EXERCISE REQUIREMENTS >>
1. According to the passage on the Union of the Baltic Cities, how many cities founded the organization?
2. From the passage on the Union of the Baltic Cities, retype the part that begins with the words containing "Union of the Baltic Cities (UBC)" and ends with "Sweden and Ukraine.".

Regional cooperative organization

Union of the Baltic Cities (UBC) is a voluntary, proactive network mobilizing the shared potential of the member cities for democratic, economic, social, cultural and environmentally sustainable development of the Baltic Sea region. The Union gathers the cities from nine Baltic Sea countries: Denmark, Estonia, Finland, Germany, Latvia, Lithuania, Norway, Poland, Sweden and Ukraine.

== Origins ==
The Union of the Baltic Cities was founded in Gdańsk, Poland in September 1991, by 32 cities, with the aim of developing cooperation and exchange between its member cities. Inspired in part by the historic example of the Hanseatic League which was one of the first formal institutions established to bolster the Baltic as a cohesive region within Europe. The cities of Gdańsk in Poland and Kalmar in Sweden took the initiative in founding the organization, but Gdańsk was chosen as the organization's headquarters to emphasize the desire to break down historic barriers between Western and Eastern Europe. Anders Engström, who was in office from 1999 to 2001, was the first President of the UBC. Per Boedker Andersen was the UBC President in the term 2001–2019. Since 2019 the office has been held by Mantas Jurgutis.

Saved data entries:
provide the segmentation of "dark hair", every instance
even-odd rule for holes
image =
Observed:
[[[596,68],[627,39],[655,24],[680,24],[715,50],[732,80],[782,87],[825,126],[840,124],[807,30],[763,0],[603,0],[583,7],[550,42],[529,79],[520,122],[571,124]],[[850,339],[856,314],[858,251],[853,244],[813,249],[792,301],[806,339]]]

---

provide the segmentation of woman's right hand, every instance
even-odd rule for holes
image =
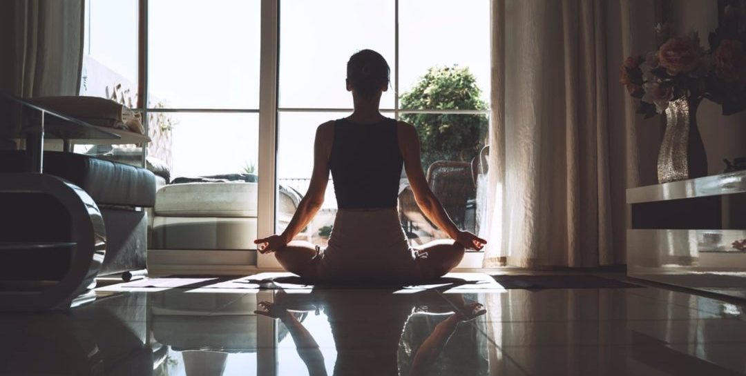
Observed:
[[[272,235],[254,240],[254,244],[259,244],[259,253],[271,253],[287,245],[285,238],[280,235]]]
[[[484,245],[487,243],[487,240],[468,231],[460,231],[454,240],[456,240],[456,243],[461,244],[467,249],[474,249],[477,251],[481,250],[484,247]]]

RESULTS BY TASK >>
1. 32 cities.

2.
Union of the Baltic Cities (UBC) is a voluntary, proactive network mobilizing the shared potential of the member cities for democratic, economic, social, cultural and environmentally sustainable development of the Baltic Sea region. The Union gathers the cities from nine Baltic Sea countries: Denmark, Estonia, Finland, Germany, Latvia, Lithuania, Norway, Poland, Sweden and Ukraine.